■ **Work to be completed**:
In the listing, locate the line containing "Practice step: point at the orange", then quote it and all following lines exactly. Omit pictures.

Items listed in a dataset
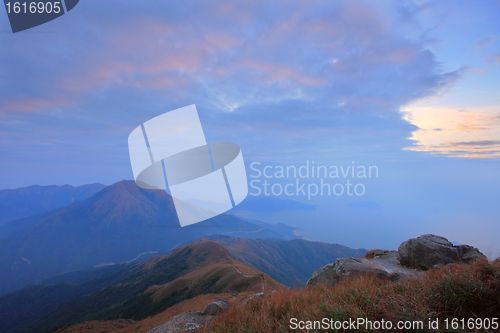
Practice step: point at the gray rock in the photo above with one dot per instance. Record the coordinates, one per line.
(472, 255)
(258, 295)
(429, 251)
(185, 322)
(385, 265)
(216, 307)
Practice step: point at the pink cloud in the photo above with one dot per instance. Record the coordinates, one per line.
(32, 104)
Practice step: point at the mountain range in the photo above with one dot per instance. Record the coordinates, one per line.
(133, 291)
(117, 224)
(19, 203)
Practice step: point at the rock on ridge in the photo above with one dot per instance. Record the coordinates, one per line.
(412, 257)
(430, 251)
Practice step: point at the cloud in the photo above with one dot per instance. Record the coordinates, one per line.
(474, 143)
(484, 42)
(309, 75)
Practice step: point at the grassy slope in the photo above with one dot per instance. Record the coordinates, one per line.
(453, 291)
(288, 262)
(151, 287)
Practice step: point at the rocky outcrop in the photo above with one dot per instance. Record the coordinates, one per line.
(384, 265)
(430, 251)
(216, 307)
(412, 257)
(192, 321)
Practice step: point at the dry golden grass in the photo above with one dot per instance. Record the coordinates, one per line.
(453, 291)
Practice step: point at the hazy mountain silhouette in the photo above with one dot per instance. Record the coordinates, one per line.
(22, 202)
(288, 262)
(115, 225)
(133, 291)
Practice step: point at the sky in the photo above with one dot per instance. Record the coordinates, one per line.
(408, 86)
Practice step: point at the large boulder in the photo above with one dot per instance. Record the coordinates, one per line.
(384, 265)
(430, 251)
(216, 307)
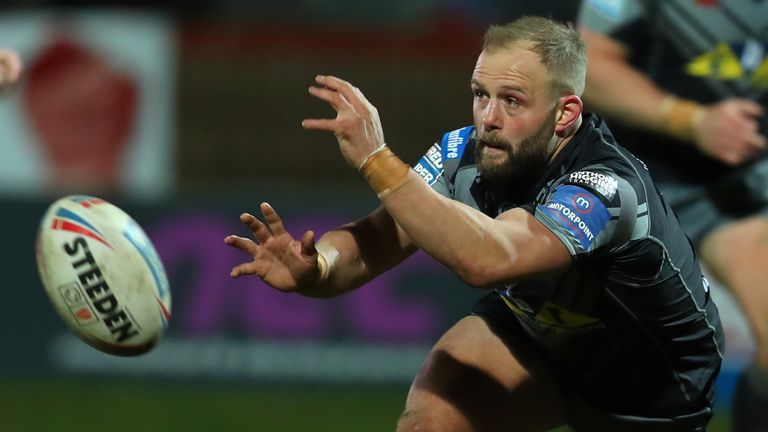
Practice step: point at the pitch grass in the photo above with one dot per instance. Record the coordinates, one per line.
(90, 404)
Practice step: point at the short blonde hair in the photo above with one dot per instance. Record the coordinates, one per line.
(558, 46)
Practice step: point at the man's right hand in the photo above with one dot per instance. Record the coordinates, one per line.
(729, 131)
(281, 261)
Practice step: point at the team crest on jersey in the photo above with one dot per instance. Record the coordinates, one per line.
(430, 166)
(578, 212)
(453, 143)
(603, 184)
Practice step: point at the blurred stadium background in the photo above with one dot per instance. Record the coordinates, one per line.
(185, 114)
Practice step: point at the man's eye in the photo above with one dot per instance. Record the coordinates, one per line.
(511, 101)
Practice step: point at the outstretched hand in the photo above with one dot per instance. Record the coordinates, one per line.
(357, 125)
(281, 261)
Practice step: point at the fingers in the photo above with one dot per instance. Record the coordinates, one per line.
(272, 219)
(348, 93)
(260, 232)
(758, 141)
(308, 244)
(318, 124)
(245, 269)
(242, 243)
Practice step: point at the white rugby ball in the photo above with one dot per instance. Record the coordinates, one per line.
(103, 275)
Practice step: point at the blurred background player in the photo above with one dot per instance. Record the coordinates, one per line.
(10, 68)
(592, 286)
(687, 80)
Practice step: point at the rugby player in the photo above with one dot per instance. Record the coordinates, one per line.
(597, 315)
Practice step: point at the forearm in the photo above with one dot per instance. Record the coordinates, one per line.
(358, 252)
(463, 239)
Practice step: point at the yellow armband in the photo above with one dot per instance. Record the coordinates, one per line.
(680, 117)
(384, 171)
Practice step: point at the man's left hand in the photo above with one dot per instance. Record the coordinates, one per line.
(357, 126)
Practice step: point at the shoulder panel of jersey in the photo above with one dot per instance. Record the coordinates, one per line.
(444, 155)
(590, 209)
(606, 16)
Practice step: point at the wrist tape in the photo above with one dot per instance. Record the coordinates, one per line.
(384, 171)
(680, 117)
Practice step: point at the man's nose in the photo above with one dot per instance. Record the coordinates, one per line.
(491, 116)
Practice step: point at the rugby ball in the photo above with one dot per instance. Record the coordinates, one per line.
(103, 275)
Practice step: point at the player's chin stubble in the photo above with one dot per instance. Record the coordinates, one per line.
(526, 161)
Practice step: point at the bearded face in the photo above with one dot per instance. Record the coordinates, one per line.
(500, 161)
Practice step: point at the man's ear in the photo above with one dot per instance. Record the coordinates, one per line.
(568, 118)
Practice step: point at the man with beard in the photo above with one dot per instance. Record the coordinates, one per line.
(597, 315)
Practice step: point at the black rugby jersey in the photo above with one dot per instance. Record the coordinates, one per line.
(701, 50)
(630, 326)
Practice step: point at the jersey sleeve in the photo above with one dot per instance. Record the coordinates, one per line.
(589, 210)
(607, 16)
(441, 160)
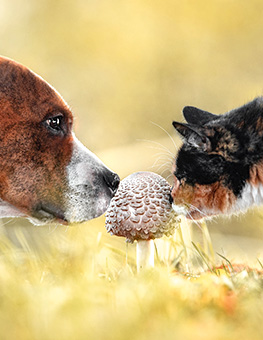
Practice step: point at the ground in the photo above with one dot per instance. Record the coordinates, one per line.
(80, 283)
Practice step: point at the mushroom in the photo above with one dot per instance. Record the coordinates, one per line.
(141, 210)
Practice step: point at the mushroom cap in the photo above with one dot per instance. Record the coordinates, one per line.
(141, 209)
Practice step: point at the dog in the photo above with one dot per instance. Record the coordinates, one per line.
(46, 174)
(219, 167)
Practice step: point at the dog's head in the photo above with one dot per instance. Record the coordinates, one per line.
(219, 168)
(45, 172)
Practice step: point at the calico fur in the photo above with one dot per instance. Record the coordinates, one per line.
(219, 168)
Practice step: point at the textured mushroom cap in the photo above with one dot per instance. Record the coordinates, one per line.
(140, 209)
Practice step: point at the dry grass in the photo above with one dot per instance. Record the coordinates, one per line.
(81, 283)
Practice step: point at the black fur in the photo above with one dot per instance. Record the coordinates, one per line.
(220, 148)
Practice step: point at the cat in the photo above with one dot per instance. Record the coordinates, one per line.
(219, 167)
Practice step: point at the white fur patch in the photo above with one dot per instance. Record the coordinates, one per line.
(251, 195)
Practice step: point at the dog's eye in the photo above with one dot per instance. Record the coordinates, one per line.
(55, 124)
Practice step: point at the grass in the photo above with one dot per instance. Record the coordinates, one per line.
(80, 283)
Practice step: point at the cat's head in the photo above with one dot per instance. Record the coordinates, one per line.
(220, 161)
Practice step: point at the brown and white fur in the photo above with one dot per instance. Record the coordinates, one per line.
(45, 172)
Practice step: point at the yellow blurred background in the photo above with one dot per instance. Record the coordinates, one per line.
(127, 68)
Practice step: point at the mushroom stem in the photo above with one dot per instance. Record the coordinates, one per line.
(145, 254)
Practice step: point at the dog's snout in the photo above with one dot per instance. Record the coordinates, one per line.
(112, 180)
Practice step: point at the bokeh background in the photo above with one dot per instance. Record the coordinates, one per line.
(127, 68)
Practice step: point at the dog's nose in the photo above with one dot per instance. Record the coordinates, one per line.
(112, 180)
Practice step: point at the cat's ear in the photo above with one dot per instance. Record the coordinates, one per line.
(195, 116)
(193, 135)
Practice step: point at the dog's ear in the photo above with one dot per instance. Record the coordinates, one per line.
(193, 135)
(195, 116)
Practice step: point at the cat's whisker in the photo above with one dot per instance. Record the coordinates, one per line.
(194, 221)
(168, 177)
(201, 212)
(168, 134)
(160, 146)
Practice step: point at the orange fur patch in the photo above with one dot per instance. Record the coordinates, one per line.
(214, 197)
(256, 174)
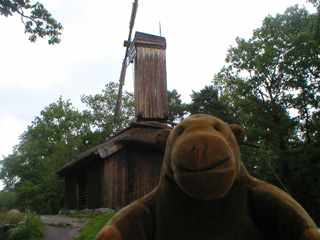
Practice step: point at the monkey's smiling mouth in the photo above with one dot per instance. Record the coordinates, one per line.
(204, 169)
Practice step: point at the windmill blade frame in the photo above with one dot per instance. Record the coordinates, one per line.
(124, 63)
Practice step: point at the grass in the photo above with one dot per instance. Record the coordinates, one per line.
(11, 218)
(32, 229)
(91, 230)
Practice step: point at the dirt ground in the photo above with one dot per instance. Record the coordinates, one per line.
(61, 227)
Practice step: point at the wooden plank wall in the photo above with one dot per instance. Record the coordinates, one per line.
(151, 84)
(94, 175)
(114, 187)
(71, 191)
(147, 164)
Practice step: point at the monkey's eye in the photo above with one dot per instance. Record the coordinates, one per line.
(180, 130)
(216, 127)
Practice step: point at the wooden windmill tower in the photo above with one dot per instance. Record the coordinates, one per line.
(148, 53)
(128, 165)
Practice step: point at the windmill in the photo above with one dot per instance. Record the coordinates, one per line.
(124, 63)
(148, 54)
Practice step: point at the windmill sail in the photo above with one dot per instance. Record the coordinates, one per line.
(124, 63)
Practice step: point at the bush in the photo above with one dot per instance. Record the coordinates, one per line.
(91, 230)
(32, 229)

■ **Full response**:
Practice step: point at the orange fur patch in the photo above with one dot per instance. Record the coordinates, one per line.
(214, 197)
(256, 174)
Practice step: point at the monkey's smiling mouth in the photo above with one dot per instance. Record the coordinates, one per line.
(204, 169)
Practice step: point at the windmill blade frame in the photo above with one dot per instance. Record the coordinates, one per line.
(124, 63)
Practice step: point at the grass in the photo above with one dot per instance. Record the coordinates, one per line.
(11, 218)
(32, 229)
(91, 230)
Practice step: point at the dirt ground in the photo above with one dot per instance. Record the coordinates, one per line.
(61, 227)
Practice step: point at the wooden plank wall in the photo above with one dot per instance. Record the coordinates, one per line.
(151, 84)
(94, 175)
(114, 187)
(71, 191)
(147, 164)
Practice step: point at the monkey's eye in the photo above with one dot per instance. Record the coordinates, one per line.
(180, 130)
(216, 127)
Practice step: point at the wooden windmill tower in the photo above with one dot per instance. Record the coordinates, one per line.
(148, 53)
(128, 165)
Practice step: point at the windmill in the photo above with one dot per instance. Record the coordinates, one per line.
(124, 63)
(148, 54)
Practice step: point at the windmill sail in the photo above with one dot per instance. Record the coordinates, one per line.
(124, 63)
Practice step: point at the bush in the photo above with one dot per instance. Record the coordinates, one per line.
(91, 230)
(32, 229)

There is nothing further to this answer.